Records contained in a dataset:
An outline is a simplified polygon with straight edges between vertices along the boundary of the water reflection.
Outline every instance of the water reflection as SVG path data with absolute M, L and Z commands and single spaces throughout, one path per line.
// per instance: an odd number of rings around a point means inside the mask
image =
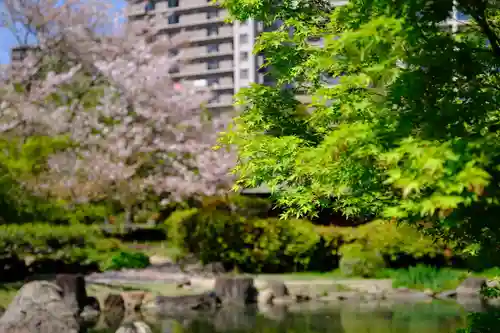
M 466 311 L 455 303 L 347 304 L 129 318 L 147 322 L 154 333 L 454 333 Z M 115 333 L 120 324 L 100 319 L 89 333 Z

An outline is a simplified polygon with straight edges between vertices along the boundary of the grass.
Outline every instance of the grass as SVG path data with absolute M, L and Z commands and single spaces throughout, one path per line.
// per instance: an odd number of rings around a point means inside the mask
M 405 287 L 415 290 L 435 292 L 455 289 L 470 274 L 467 271 L 451 268 L 435 268 L 417 265 L 408 269 L 384 270 L 381 275 L 392 279 L 393 287 Z
M 167 242 L 152 242 L 152 243 L 126 242 L 125 245 L 130 249 L 141 251 L 150 257 L 160 256 L 160 257 L 175 259 L 179 258 L 181 255 L 181 250 L 169 246 Z

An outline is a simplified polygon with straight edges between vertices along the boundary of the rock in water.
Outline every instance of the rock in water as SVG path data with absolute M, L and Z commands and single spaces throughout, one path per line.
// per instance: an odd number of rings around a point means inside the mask
M 79 315 L 88 301 L 83 275 L 58 274 L 55 281 L 63 290 L 63 298 L 66 305 L 76 315 Z
M 25 284 L 0 318 L 2 333 L 78 333 L 79 329 L 63 289 L 48 281 Z
M 486 279 L 468 277 L 456 289 L 457 297 L 481 297 L 481 290 L 486 287 Z
M 252 278 L 227 276 L 215 279 L 215 293 L 222 303 L 242 305 L 255 303 L 258 295 Z

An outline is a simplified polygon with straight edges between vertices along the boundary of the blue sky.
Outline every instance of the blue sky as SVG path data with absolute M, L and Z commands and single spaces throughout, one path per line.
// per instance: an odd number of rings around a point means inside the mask
M 120 10 L 125 6 L 125 0 L 103 0 L 111 1 L 113 6 Z M 3 1 L 0 0 L 0 12 L 3 12 Z M 16 45 L 16 40 L 12 34 L 4 28 L 0 28 L 0 64 L 9 62 L 10 48 Z

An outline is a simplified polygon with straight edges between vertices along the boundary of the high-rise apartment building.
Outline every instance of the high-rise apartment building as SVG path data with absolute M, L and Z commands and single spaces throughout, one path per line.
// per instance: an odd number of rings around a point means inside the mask
M 214 97 L 208 109 L 232 109 L 234 93 L 259 82 L 257 69 L 262 62 L 252 55 L 259 30 L 255 21 L 226 23 L 226 10 L 214 6 L 211 0 L 130 0 L 129 22 L 151 16 L 161 34 L 172 37 L 182 32 L 189 38 L 188 47 L 183 49 L 189 62 L 173 77 L 210 87 Z

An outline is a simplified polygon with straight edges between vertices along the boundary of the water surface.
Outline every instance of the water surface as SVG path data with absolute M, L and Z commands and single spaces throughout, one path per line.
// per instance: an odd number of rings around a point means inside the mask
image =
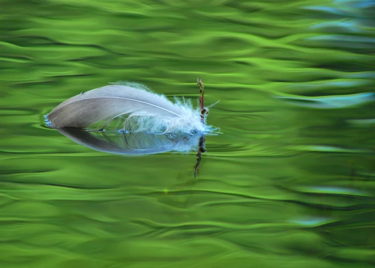
M 375 266 L 375 2 L 1 1 L 0 264 Z M 44 124 L 118 80 L 198 104 L 194 151 L 93 150 Z

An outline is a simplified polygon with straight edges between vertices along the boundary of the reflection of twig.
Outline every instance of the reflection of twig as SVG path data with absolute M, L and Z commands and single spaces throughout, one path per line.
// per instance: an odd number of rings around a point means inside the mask
M 198 149 L 198 152 L 197 154 L 197 164 L 194 166 L 194 178 L 197 177 L 197 172 L 198 171 L 199 165 L 201 164 L 201 160 L 202 160 L 202 154 L 206 151 L 205 149 L 205 141 L 206 141 L 206 136 L 205 135 L 201 135 L 201 137 L 199 138 L 199 149 Z
M 201 121 L 202 123 L 205 122 L 205 115 L 208 114 L 208 112 L 204 107 L 204 96 L 205 95 L 205 86 L 203 85 L 203 83 L 202 80 L 203 78 L 198 78 L 197 81 L 198 82 L 198 84 L 200 87 L 200 90 L 199 92 L 201 93 L 201 96 L 199 97 L 199 102 L 201 104 Z M 201 137 L 199 138 L 199 149 L 198 149 L 198 153 L 196 155 L 198 157 L 197 158 L 197 164 L 194 166 L 194 178 L 197 177 L 197 172 L 198 172 L 199 166 L 201 164 L 201 160 L 202 160 L 202 154 L 206 152 L 206 149 L 205 149 L 205 142 L 206 141 L 206 136 L 204 134 L 201 135 Z

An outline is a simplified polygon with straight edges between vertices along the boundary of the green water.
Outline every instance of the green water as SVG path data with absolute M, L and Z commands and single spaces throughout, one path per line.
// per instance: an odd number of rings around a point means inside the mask
M 371 0 L 1 0 L 0 267 L 375 266 Z M 101 152 L 44 125 L 130 80 L 194 103 L 196 152 Z

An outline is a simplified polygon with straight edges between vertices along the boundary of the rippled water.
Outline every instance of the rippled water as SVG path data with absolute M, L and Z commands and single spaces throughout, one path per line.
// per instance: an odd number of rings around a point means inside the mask
M 375 1 L 20 0 L 0 13 L 1 267 L 375 266 Z M 130 80 L 194 103 L 196 156 L 44 125 Z

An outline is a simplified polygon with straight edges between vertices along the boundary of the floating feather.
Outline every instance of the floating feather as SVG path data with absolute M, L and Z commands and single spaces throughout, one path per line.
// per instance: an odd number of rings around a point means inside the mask
M 79 144 L 96 151 L 122 155 L 142 155 L 166 152 L 187 153 L 196 150 L 200 134 L 173 136 L 142 132 L 122 133 L 88 132 L 75 128 L 57 129 Z
M 151 133 L 193 134 L 213 130 L 201 121 L 199 109 L 175 98 L 173 103 L 162 95 L 136 83 L 114 83 L 82 92 L 66 100 L 46 116 L 54 128 L 86 128 L 115 119 L 124 119 L 121 128 Z

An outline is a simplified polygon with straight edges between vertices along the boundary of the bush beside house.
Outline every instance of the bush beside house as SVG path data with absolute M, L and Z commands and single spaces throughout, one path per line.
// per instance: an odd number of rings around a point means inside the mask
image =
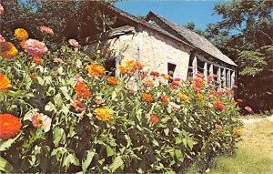
M 170 79 L 127 58 L 118 77 L 106 76 L 104 59 L 76 40 L 50 52 L 24 29 L 15 36 L 22 51 L 0 43 L 2 171 L 205 170 L 239 139 L 232 90 L 216 91 L 200 74 Z

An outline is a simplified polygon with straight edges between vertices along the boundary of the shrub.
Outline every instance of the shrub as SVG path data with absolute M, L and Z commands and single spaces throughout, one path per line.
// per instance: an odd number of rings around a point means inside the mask
M 115 77 L 99 56 L 68 46 L 33 50 L 38 57 L 0 58 L 11 83 L 0 92 L 0 114 L 22 123 L 1 140 L 3 171 L 185 172 L 235 148 L 241 124 L 232 91 L 216 92 L 202 75 L 169 84 L 171 77 L 127 59 Z

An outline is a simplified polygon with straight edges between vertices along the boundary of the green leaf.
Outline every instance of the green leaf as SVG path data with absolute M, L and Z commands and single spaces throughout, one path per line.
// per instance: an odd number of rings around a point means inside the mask
M 71 97 L 70 97 L 70 95 L 68 94 L 68 89 L 66 87 L 59 87 L 59 89 L 61 89 L 63 95 L 65 96 L 66 99 L 69 100 Z
M 107 157 L 111 157 L 114 155 L 114 150 L 111 147 L 106 146 L 106 153 L 107 153 Z
M 109 166 L 109 169 L 111 169 L 112 172 L 114 172 L 116 169 L 117 169 L 122 165 L 123 165 L 123 160 L 120 156 L 117 156 L 114 159 L 114 162 Z
M 115 98 L 116 97 L 116 91 L 112 92 L 112 100 L 115 100 Z
M 60 94 L 57 94 L 56 96 L 54 97 L 54 102 L 58 107 L 62 105 L 63 99 Z
M 182 151 L 180 149 L 175 149 L 175 154 L 178 160 L 180 160 L 181 162 L 184 161 L 184 155 L 182 154 Z
M 19 136 L 22 134 L 19 133 L 15 138 L 9 138 L 7 140 L 0 140 L 0 151 L 5 151 L 7 150 L 9 148 L 9 147 L 11 147 L 11 145 L 16 140 L 16 138 L 19 138 Z
M 56 127 L 54 128 L 53 135 L 54 135 L 53 143 L 54 143 L 55 147 L 56 148 L 59 146 L 59 143 L 64 137 L 64 129 Z
M 12 169 L 13 166 L 5 159 L 0 157 L 0 171 L 9 173 Z
M 91 164 L 95 154 L 96 154 L 95 151 L 88 150 L 86 159 L 82 160 L 82 169 L 83 169 L 84 173 L 86 173 L 86 169 L 88 169 L 89 165 Z

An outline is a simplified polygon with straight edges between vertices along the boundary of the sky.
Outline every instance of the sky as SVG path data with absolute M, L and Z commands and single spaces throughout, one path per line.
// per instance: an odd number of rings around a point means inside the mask
M 197 28 L 204 30 L 207 24 L 221 20 L 220 15 L 212 14 L 214 5 L 223 2 L 224 0 L 131 0 L 117 2 L 115 6 L 134 15 L 146 15 L 149 11 L 153 11 L 179 25 L 194 22 Z

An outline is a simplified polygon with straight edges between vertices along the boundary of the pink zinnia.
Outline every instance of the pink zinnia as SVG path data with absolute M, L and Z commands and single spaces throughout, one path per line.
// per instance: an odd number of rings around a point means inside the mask
M 248 110 L 248 112 L 252 112 L 252 108 L 250 107 L 245 107 L 245 109 Z
M 5 39 L 4 38 L 4 36 L 2 35 L 0 35 L 0 42 L 5 42 Z
M 79 46 L 79 43 L 74 38 L 69 39 L 68 42 L 71 46 L 74 46 L 76 47 Z
M 222 130 L 223 129 L 223 127 L 221 125 L 218 125 L 218 124 L 215 124 L 215 128 L 217 129 L 217 130 Z
M 40 26 L 40 31 L 45 32 L 45 33 L 48 33 L 50 35 L 54 35 L 53 29 L 51 29 L 50 27 L 45 26 Z
M 47 47 L 45 43 L 35 39 L 28 39 L 25 44 L 25 52 L 31 56 L 43 56 L 47 54 Z
M 2 6 L 2 5 L 0 4 L 0 15 L 4 14 L 4 7 Z

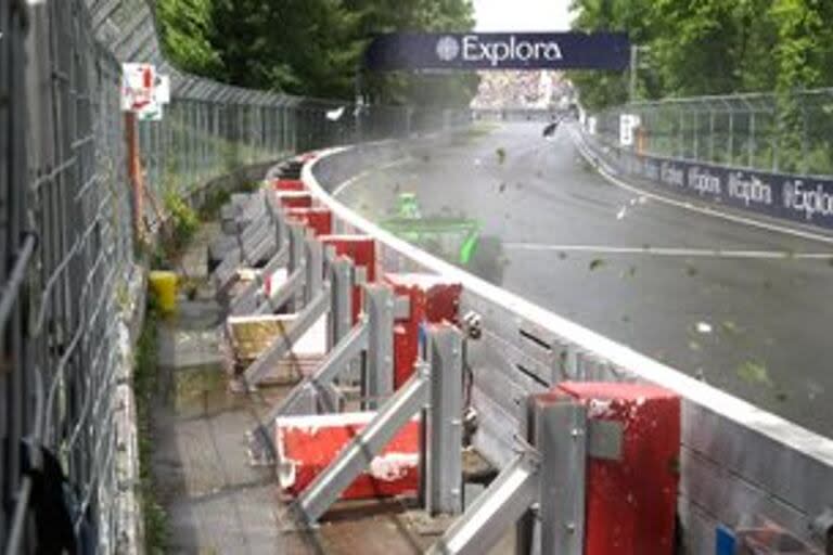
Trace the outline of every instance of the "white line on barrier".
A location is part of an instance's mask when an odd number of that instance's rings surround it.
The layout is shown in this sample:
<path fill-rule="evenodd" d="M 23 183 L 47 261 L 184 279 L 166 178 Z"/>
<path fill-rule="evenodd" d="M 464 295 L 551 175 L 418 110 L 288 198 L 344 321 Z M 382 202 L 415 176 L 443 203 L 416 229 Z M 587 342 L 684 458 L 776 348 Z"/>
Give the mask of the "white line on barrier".
<path fill-rule="evenodd" d="M 675 247 L 616 247 L 605 245 L 550 245 L 546 243 L 503 243 L 511 250 L 594 253 L 607 255 L 653 255 L 701 258 L 756 258 L 833 260 L 833 253 L 793 253 L 791 250 L 733 250 L 722 248 L 675 248 Z"/>
<path fill-rule="evenodd" d="M 394 168 L 396 166 L 401 166 L 406 162 L 409 162 L 409 160 L 412 160 L 412 159 L 413 159 L 413 157 L 411 157 L 411 156 L 405 156 L 402 158 L 397 158 L 394 162 L 389 162 L 387 164 L 383 164 L 382 166 L 380 166 L 377 168 L 367 169 L 367 170 L 362 171 L 361 173 L 359 173 L 358 176 L 348 179 L 347 181 L 345 181 L 344 183 L 342 183 L 341 185 L 335 188 L 335 191 L 332 192 L 332 195 L 333 195 L 333 197 L 338 196 L 339 194 L 344 193 L 344 191 L 347 188 L 355 185 L 356 183 L 358 183 L 359 181 L 361 181 L 366 177 L 370 176 L 371 173 L 376 173 L 379 171 L 390 169 L 390 168 Z"/>
<path fill-rule="evenodd" d="M 585 157 L 589 163 L 592 164 L 594 157 L 588 153 L 588 146 L 586 145 L 586 141 L 582 138 L 578 138 L 578 132 L 575 129 L 569 129 L 568 131 L 571 135 L 573 137 L 573 143 L 578 149 L 578 152 L 581 154 L 581 156 Z M 646 196 L 649 198 L 652 198 L 654 201 L 658 201 L 661 203 L 665 203 L 671 206 L 676 206 L 678 208 L 683 208 L 685 210 L 691 210 L 700 214 L 705 214 L 707 216 L 712 216 L 714 218 L 721 218 L 723 220 L 733 221 L 735 223 L 742 223 L 744 225 L 751 225 L 754 228 L 760 228 L 762 230 L 767 231 L 774 231 L 778 233 L 784 233 L 786 235 L 793 235 L 795 237 L 802 237 L 802 238 L 808 238 L 811 241 L 819 241 L 822 243 L 829 243 L 833 244 L 833 237 L 828 235 L 822 235 L 819 233 L 813 233 L 811 231 L 803 231 L 795 228 L 789 228 L 785 225 L 779 225 L 777 223 L 770 223 L 761 220 L 756 220 L 754 218 L 746 218 L 744 216 L 739 216 L 734 214 L 728 214 L 728 212 L 721 212 L 720 210 L 716 210 L 714 208 L 706 208 L 705 206 L 695 206 L 691 204 L 690 202 L 683 202 L 683 201 L 675 201 L 674 198 L 668 198 L 667 196 L 658 195 L 656 193 L 652 193 L 648 190 L 640 189 L 633 185 L 630 185 L 626 183 L 625 181 L 618 179 L 615 177 L 611 169 L 606 166 L 606 164 L 603 164 L 597 166 L 597 171 L 600 176 L 602 176 L 604 179 L 613 183 L 614 185 L 624 189 L 626 191 L 629 191 L 631 193 L 636 193 L 642 196 Z"/>

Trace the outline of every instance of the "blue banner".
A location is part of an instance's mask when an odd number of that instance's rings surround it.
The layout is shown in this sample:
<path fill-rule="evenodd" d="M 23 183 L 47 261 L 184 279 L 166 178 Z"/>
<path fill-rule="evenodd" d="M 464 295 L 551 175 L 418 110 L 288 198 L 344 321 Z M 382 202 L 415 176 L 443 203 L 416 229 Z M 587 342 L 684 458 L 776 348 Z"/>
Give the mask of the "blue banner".
<path fill-rule="evenodd" d="M 833 179 L 637 156 L 618 150 L 619 170 L 676 193 L 798 223 L 833 229 Z"/>
<path fill-rule="evenodd" d="M 624 33 L 392 34 L 373 39 L 364 67 L 396 69 L 615 69 L 630 60 Z"/>

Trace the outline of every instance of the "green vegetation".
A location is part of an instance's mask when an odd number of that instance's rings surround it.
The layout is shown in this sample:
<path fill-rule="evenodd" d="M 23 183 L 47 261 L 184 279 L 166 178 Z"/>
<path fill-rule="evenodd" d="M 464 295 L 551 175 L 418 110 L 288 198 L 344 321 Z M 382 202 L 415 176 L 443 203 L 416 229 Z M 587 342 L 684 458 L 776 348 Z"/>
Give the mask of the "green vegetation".
<path fill-rule="evenodd" d="M 748 91 L 780 94 L 782 127 L 798 113 L 791 92 L 833 85 L 833 2 L 819 0 L 574 0 L 581 30 L 624 30 L 643 54 L 638 96 Z M 591 109 L 626 102 L 627 73 L 572 73 Z"/>
<path fill-rule="evenodd" d="M 158 379 L 156 322 L 155 301 L 149 293 L 148 313 L 136 347 L 133 391 L 139 421 L 139 494 L 144 519 L 145 553 L 150 554 L 165 553 L 168 542 L 167 514 L 158 501 L 151 462 L 153 451 L 151 408 Z"/>
<path fill-rule="evenodd" d="M 370 37 L 397 30 L 474 27 L 469 0 L 158 0 L 168 57 L 219 81 L 313 98 L 351 100 Z M 374 103 L 467 105 L 474 74 L 370 75 Z"/>

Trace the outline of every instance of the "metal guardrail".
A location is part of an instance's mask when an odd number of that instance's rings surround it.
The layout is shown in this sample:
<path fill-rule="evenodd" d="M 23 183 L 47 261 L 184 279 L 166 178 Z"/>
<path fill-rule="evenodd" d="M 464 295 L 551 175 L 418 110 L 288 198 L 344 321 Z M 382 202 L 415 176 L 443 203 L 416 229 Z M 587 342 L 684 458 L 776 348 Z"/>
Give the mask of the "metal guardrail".
<path fill-rule="evenodd" d="M 364 145 L 366 165 L 396 156 L 390 144 Z M 833 440 L 795 426 L 707 384 L 466 274 L 397 238 L 328 194 L 355 167 L 353 149 L 329 151 L 304 170 L 338 233 L 376 240 L 387 272 L 428 272 L 463 285 L 460 313 L 479 315 L 482 338 L 469 350 L 476 369 L 473 444 L 498 467 L 515 464 L 516 434 L 529 393 L 571 380 L 652 383 L 679 393 L 682 405 L 678 515 L 687 553 L 713 553 L 720 525 L 767 519 L 820 546 L 833 503 Z M 822 534 L 830 533 L 822 529 Z M 817 547 L 818 548 L 818 547 Z"/>

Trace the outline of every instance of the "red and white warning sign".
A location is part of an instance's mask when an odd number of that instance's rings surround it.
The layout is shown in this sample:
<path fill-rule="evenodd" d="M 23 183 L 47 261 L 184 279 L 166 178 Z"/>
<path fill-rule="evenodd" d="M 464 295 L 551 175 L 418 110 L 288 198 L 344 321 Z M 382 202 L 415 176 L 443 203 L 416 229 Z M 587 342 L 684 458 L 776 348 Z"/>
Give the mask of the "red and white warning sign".
<path fill-rule="evenodd" d="M 133 112 L 140 120 L 162 119 L 170 102 L 170 79 L 156 73 L 152 64 L 121 64 L 121 109 Z"/>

Exercise task: Reproduce the lines running from the line containing "the blue sky." through the line containing "M 375 266 L", both included, and omit the pictures.

Exercise response:
An outline is a simplified polygon with straight edges between vertices along the boundary of the blue sky.
Outline every instance of the blue sky as SVG path data with absolute M, L and Z commands and single spaces throughout, one path per line.
// per instance: an odd number of rings around a point means inside the mask
M 120 10 L 125 6 L 125 0 L 103 0 L 111 1 L 113 6 Z M 3 1 L 0 0 L 0 12 L 3 12 Z M 16 45 L 16 40 L 12 34 L 4 28 L 0 28 L 0 64 L 9 62 L 10 48 Z

An outline is a simplified polygon with straight edges between vertices along the boundary of the high-rise apartment building.
Outline every instance of the high-rise apartment building as SVG path data with absolute M, L and Z commands and single spaces throughout, one path per line.
// per instance: an odd number of rings around a point means inside the mask
M 214 97 L 208 109 L 232 109 L 234 93 L 259 82 L 257 69 L 262 62 L 252 55 L 259 30 L 255 21 L 226 23 L 226 10 L 214 6 L 211 0 L 130 0 L 129 22 L 151 16 L 161 34 L 172 37 L 182 32 L 189 38 L 188 47 L 183 49 L 189 62 L 173 77 L 210 87 Z

An outline is a simplified polygon with straight edges between vertices along the boundary of the water surface.
Outline every instance of the water surface as SVG path data with absolute M, L and Z commands and single spaces throughout, one path per line.
// per instance: an odd number of rings around a point means inside the mask
image =
M 375 266 L 375 2 L 1 1 L 0 264 Z M 44 124 L 118 80 L 198 104 L 194 151 L 93 150 Z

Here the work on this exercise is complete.